-- What you need to do --
Each of the records must appear again, exactly as it was written.

-- Study material --
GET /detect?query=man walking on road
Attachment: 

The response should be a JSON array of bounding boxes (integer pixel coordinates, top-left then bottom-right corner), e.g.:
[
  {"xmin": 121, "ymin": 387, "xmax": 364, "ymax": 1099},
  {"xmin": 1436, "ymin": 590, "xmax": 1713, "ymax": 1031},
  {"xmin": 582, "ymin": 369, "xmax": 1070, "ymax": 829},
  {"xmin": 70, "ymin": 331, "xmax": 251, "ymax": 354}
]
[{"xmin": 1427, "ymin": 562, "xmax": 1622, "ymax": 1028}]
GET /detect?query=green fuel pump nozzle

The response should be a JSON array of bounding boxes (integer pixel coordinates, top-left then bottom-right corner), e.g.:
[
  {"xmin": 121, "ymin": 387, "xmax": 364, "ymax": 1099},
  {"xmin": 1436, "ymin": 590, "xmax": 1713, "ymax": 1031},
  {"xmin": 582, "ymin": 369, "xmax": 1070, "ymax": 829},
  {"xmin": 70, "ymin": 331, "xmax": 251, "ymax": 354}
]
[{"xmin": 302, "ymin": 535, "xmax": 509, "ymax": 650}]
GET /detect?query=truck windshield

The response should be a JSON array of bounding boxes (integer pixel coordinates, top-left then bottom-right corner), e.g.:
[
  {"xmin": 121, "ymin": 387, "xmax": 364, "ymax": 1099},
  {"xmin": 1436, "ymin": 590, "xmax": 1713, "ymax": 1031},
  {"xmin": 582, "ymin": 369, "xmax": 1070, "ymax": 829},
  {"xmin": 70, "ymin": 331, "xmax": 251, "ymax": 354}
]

-- Result --
GET /detect?query=man walking on road
Attachment: 

The response should be a JSON array of bounding boxes (integer pixel coordinates, top-left then bottom-right corner), e.g.:
[
  {"xmin": 121, "ymin": 387, "xmax": 364, "ymax": 1099},
  {"xmin": 1436, "ymin": 590, "xmax": 1713, "ymax": 1031},
  {"xmin": 582, "ymin": 369, "xmax": 1070, "ymax": 829},
  {"xmin": 70, "ymin": 331, "xmax": 251, "ymax": 354}
]
[{"xmin": 1427, "ymin": 562, "xmax": 1622, "ymax": 1028}]
GET /detect?query=green fuel pump nozzle

The response should be a JSON array of bounding boxes (integer pixel coordinates, top-left then bottom-right corner), e.g.:
[
  {"xmin": 121, "ymin": 387, "xmax": 364, "ymax": 1099},
  {"xmin": 1436, "ymin": 590, "xmax": 1713, "ymax": 1031},
  {"xmin": 582, "ymin": 369, "xmax": 1070, "ymax": 829},
  {"xmin": 70, "ymin": 331, "xmax": 251, "ymax": 354}
]
[{"xmin": 302, "ymin": 535, "xmax": 509, "ymax": 650}]
GET /detect?query=truck windshield

The response should be a JSON array of bounding boxes (integer pixel coordinates, top-left then bottom-right corner), e.g.:
[
  {"xmin": 121, "ymin": 387, "xmax": 364, "ymax": 1099},
  {"xmin": 1436, "ymin": 590, "xmax": 1713, "ymax": 1031},
  {"xmin": 582, "ymin": 369, "xmax": 1070, "ymax": 829},
  {"xmin": 70, "ymin": 331, "xmax": 251, "ymax": 354}
]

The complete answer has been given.